:: INFORMATION SUPPLIED ::
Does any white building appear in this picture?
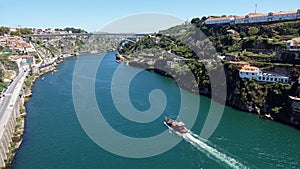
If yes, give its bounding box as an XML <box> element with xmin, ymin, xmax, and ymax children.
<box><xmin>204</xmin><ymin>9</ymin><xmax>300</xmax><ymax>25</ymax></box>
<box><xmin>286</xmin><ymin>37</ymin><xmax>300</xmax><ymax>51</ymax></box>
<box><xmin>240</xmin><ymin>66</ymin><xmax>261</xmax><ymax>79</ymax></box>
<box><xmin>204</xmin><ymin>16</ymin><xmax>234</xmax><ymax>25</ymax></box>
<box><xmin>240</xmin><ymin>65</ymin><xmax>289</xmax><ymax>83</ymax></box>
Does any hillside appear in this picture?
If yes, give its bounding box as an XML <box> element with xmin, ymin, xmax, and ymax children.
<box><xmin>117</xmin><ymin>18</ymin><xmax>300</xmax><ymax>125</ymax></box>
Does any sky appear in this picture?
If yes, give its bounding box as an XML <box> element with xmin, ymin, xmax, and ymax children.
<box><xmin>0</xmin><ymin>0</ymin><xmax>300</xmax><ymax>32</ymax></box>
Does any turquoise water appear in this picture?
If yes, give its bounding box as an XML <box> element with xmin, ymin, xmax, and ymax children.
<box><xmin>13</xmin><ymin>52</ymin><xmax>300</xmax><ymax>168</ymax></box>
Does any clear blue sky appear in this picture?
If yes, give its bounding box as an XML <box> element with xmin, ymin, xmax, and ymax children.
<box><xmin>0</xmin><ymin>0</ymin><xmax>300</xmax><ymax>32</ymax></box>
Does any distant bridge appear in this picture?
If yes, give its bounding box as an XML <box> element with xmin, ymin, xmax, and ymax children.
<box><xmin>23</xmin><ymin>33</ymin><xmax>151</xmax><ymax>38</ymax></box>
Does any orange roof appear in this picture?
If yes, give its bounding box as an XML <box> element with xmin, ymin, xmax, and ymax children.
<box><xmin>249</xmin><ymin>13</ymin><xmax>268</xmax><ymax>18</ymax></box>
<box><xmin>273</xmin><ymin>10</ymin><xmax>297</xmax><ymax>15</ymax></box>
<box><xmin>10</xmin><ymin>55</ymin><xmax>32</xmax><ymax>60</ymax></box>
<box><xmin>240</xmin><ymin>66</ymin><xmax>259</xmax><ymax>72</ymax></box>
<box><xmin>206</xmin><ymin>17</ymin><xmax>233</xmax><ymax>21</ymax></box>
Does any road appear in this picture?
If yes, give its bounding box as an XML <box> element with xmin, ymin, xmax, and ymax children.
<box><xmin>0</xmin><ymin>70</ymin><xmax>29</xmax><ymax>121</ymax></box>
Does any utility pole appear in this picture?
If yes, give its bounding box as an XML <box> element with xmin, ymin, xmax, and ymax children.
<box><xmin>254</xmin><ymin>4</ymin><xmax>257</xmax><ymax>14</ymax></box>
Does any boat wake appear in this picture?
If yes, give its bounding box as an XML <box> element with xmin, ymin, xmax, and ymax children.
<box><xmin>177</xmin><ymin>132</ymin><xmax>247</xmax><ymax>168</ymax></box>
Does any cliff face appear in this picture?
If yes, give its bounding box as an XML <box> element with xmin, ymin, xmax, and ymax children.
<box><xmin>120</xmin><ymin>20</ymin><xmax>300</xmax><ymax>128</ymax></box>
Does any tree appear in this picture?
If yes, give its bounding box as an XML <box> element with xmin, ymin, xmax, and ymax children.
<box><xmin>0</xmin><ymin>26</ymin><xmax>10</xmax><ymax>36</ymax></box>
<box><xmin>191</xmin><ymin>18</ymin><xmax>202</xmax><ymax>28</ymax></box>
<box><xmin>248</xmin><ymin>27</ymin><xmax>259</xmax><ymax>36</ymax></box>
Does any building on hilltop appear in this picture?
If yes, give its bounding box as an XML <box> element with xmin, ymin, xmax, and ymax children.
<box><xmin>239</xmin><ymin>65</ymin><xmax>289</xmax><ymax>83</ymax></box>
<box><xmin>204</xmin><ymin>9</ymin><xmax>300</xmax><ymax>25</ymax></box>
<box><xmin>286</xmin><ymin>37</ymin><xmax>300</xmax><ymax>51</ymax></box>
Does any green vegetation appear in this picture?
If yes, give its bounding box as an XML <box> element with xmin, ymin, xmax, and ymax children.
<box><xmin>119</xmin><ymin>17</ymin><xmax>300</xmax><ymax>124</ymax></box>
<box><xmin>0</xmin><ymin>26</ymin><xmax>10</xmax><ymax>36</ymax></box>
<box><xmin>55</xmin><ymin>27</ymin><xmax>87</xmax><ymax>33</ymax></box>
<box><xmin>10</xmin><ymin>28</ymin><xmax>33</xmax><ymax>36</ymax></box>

:: WHAT TO DO ::
List every line of the records above that contains the word "building", matching case exactly.

:: THE SOLUTION ::
Does any white building appear in this picture?
Does any building on hilltop appear in this picture?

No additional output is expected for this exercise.